---- PASSAGE PROVIDED

评论- Response, part 3

2024-11-21

How well does UHerding perform in low-data or imbalanced data scenarios in practice, where pre-trained features may not fully capture distributional or distinguishable differences?

We first want to emphasize that all the low-budget active learning methods such as Typiclust, ProbCover and MaxHerding rely on a pre-trained feature extractors to measure the distance between data points properly. All the previous works utilize unlabeled data points to learn a good feature extractor using self-supervised learning techniques such as SimCLR or DINO.

Although training a good feature extractor using a limited number of unlabeled data points is out of scope of this work – this is one of the most fundamental problems in many machine learning tasks, including generative modeling like large language models (LLMs) and self-supervised learning tasks related to foundation models – as requested by the reviewer, we have conducted some experiments with a limited number of unlabeled data points, and provided a result in the table below. We trained a ResNet18 feature extractor using SimCLR on 0, 5k, 10k and 25k data points of CIFAR10 out of 50k data points that we initially used. (When training on 0 data points, we simply use the randomly initialized network.)

The results demonstrates that even when we use no unlabeled data points, the performance is comparable to Margin selection, which shows that even a randomly initialized feature extractor provides some useful information through the inductive bias of the network design (convolutions, Lipschitz activations, etc). With even a small number of additional unlabeled data points, e.g. 5k, the performance quickly improves and outperforms Margin selection in the low- and mid-budget regimes (labeled set size $\leq 1000$ ), and MaxHerding in the high-budget regime.

--------

◆ **WHAT THE TASK REQUIRES**: Carry the author's reply about how UHerding performs with limited unlabeled data forward from its last sentence. The rows play no part here and can be set aside.

---- DATASET

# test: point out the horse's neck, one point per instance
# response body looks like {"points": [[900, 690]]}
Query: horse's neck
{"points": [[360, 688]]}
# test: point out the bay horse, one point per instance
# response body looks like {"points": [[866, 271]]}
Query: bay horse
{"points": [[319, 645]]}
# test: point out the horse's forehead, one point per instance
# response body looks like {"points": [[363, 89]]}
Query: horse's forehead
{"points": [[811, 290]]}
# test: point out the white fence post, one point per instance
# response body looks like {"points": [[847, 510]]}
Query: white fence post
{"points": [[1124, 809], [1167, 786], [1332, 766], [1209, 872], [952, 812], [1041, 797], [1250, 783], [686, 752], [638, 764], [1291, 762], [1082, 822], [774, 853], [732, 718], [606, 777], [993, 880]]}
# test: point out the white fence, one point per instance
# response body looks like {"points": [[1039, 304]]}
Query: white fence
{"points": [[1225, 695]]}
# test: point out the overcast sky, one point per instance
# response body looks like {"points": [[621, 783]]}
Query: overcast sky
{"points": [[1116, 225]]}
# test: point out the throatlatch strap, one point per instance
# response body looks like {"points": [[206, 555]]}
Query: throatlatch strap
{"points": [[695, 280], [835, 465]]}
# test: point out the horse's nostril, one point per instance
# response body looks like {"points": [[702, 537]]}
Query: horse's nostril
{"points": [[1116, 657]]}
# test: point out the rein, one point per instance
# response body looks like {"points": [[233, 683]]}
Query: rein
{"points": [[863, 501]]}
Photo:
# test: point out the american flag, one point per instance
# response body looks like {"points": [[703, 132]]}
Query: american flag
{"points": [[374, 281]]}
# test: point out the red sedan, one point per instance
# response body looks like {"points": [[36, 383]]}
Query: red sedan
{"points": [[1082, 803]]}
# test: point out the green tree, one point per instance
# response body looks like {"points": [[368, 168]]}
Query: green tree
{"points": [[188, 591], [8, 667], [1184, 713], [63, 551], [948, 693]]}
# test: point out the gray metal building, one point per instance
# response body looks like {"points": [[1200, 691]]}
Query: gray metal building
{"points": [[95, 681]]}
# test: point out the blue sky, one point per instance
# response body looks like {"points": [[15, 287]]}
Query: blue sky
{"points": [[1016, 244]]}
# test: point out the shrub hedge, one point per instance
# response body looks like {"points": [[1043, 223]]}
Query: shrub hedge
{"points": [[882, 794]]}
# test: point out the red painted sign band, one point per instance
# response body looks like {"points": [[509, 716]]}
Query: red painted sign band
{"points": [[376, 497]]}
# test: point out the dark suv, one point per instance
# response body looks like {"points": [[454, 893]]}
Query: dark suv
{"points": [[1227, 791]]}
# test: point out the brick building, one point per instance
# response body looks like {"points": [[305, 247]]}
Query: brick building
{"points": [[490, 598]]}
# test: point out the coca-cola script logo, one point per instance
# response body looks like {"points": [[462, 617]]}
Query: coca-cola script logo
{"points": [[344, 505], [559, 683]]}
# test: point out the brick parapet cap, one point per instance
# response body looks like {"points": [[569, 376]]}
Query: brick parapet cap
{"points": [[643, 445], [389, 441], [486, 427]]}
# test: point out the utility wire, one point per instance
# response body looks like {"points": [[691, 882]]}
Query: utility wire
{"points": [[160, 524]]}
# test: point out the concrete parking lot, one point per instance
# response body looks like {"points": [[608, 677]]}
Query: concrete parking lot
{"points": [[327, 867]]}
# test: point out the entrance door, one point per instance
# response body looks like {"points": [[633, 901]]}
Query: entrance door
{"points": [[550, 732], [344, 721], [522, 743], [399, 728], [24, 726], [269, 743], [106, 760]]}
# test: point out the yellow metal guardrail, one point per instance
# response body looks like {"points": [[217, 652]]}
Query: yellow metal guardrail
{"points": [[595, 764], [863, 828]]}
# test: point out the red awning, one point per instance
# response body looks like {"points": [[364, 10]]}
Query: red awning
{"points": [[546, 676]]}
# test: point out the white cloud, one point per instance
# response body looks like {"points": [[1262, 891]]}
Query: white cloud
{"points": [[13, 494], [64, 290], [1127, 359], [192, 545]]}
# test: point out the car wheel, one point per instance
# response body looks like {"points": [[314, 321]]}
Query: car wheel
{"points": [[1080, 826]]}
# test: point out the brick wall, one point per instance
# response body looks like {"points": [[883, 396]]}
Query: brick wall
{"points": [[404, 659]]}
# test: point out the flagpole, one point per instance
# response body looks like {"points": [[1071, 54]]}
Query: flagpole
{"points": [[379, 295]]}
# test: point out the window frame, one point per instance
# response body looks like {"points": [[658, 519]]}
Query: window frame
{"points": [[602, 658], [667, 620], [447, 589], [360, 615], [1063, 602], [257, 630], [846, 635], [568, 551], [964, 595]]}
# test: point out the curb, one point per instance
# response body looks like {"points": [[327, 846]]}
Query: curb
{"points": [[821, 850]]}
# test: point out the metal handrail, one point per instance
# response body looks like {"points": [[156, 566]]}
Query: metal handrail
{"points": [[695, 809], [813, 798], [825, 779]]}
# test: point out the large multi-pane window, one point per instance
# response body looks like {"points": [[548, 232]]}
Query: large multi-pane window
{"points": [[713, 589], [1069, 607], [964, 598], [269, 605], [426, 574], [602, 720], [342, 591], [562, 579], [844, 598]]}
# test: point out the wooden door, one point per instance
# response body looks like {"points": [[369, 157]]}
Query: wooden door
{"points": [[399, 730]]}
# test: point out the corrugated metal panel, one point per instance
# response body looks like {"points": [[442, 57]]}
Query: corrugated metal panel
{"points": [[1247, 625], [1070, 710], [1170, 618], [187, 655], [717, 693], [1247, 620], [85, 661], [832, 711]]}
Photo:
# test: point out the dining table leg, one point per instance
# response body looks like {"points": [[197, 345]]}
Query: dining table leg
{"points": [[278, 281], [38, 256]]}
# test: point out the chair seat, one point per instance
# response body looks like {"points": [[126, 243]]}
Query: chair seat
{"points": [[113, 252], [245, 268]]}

--------

◆ **OUTPUT**:
Method	Num of Unlabeled	20	60	100	200	400	600	800	1000	2000	4000	6000	8000	10000
Random	—	19.59	25.04	26.93	32.77	39.12	44.05	47.33	50.01	60.54	71.20	76.62	80.12	82.45
Margin	—	19.68	23.88	27.57	31.70	39.21	44.11	47.39	51.43	61.41	73.84	79.59	82.56	85.20
MaxHerding	—	22.86	29.61	33.22	39.60	46.07	49.96	53.24	55.58	63.51	71.42	76.36	79.29	82.02
UHerding	0	18.72	25.13	26.36	32.12	37.63	43.13	47.35	49.54	61.07	73.95	79.99	82.71	84.83
	5k	21.37	27.57	31.34	37.43	44.65	48.88	52.02	55.22	63.57	73.65	79.84	82.14	84.97
	10k	21.71	28.52	32.12	38.61	46.73	50.60	54.35	56.86	64.77	73.75	79.60	82.28	84.82
	25k	22.07	28.93	33.64	39.14	47.36	51.61	53.90	55.72	65.36	73.51	79.11	82.65	85.04
	50k	22.70	30.21	34.03	40.11	47.78	52.01	54.93	57.48	65.17	74.83	79.39	82.31	85.22

评论- Reminder for the End of Discussion

2024-12-02

Dear Reviewer jSMZ,

Thank you for providing constructive feedback on our submission. We have carefully addressed all the concerns raised in your review during the rebuttal process. With the discussion phase ending in a few hours, we kindly request any further feedback you may have on our responses.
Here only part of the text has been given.